▸ Problem to solve:
Can you reproduce the whole KNN classifier page that follows, word for word?

▸ Supplied passage:
▼
KNN Classifier#
In this example, let’s understand how effortlessly the Modin DataFrames can be used with tasks and workflows in a simple classification pipeline. Modin uses Ray or Dask as the compute engine. We will use Ray in this example.
To install Modin with Ray as the backend,
pip install modin[ray]
Note
To install Modin with Dask as the backend,
pip install modin[dask]
Let’s dive right in!
Let’s import the necessary dependencies.
from typing import List, NamedTuple
import flytekitplugins.modin # noqa: F401
import modin.pandas
import ray
from flytekit import task, workflow
from sklearn.datasets import load_wine
from sklearn.metrics import accuracy_score
from sklearn.model_selection import train_test_split
from sklearn.neighbors import KNeighborsClassifier
ray.shutdown() # close previous instance of ray (if any)
ray.init(num_cpus=2) # open a new instance of ray
split_data = NamedTuple(
"split_data",
train_features=modin.pandas.DataFrame,
test_features=modin.pandas.DataFrame,
train_labels=modin.pandas.DataFrame,
test_labels=modin.pandas.DataFrame,
)
We define a task that processes the wine dataset after loading it into the environment.
@task
def preprocess_data() -> split_data:
wine = load_wine(as_frame=True)
# convert features and target (numpy arrays) into Modin DataFrames
wine_features = modin.pandas.DataFrame(data=wine.data, columns=wine.feature_names)
wine_target = modin.pandas.DataFrame(data=wine.target, columns=["target"])
# split the dataset
X_train, X_test, y_train, y_test = train_test_split(wine_features, wine_target, test_size=0.33, random_state=101)
▲
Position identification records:
▼
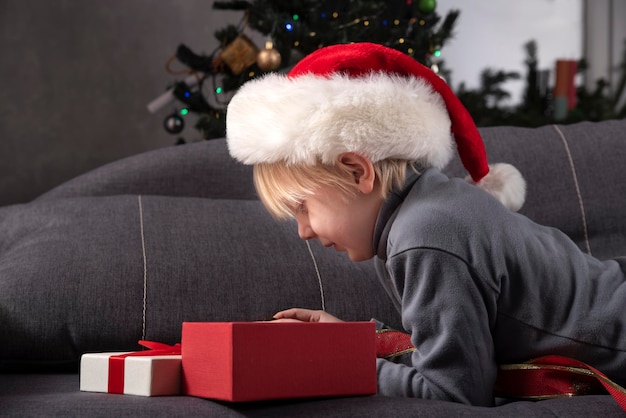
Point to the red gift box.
(150, 372)
(251, 361)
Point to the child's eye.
(300, 208)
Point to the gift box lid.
(249, 361)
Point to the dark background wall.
▲
▸ Answer to the problem:
KNN Classifier#
In this example, let’s understand how effortlessly the Modin DataFrames can be used with tasks and workflows in a simple classification pipeline. Modin uses Ray or Dask as the compute engine. We will use Ray in this example.
To install Modin with Ray as the backend,
pip install modin[ray]
Note
To install Modin with Dask as the backend,
pip install modin[dask]
Let’s dive right in!
Let’s import the necessary dependencies.
from typing import List, NamedTuple
import flytekitplugins.modin # noqa: F401
import modin.pandas
import ray
from flytekit import task, workflow
from sklearn.datasets import load_wine
from sklearn.metrics import accuracy_score
from sklearn.model_selection import train_test_split
from sklearn.neighbors import KNeighborsClassifier
ray.shutdown() # close previous instance of ray (if any)
ray.init(num_cpus=2) # open a new instance of ray
split_data = NamedTuple(
"split_data",
train_features=modin.pandas.DataFrame,
test_features=modin.pandas.DataFrame,
train_labels=modin.pandas.DataFrame,
test_labels=modin.pandas.DataFrame,
)
We define a task that processes the wine dataset after loading it into the environment.
@task
def preprocess_data() -> split_data:
wine = load_wine(as_frame=True)
# convert features and target (numpy arrays) into Modin DataFrames
wine_features = modin.pandas.DataFrame(data=wine.data, columns=wine.feature_names)
wine_target = modin.pandas.DataFrame(data=wine.target, columns=["target"])
# split the dataset
X_train, X_test, y_train, y_test = train_test_split(wine_features, wine_target, test_size=0.33, random_state=101)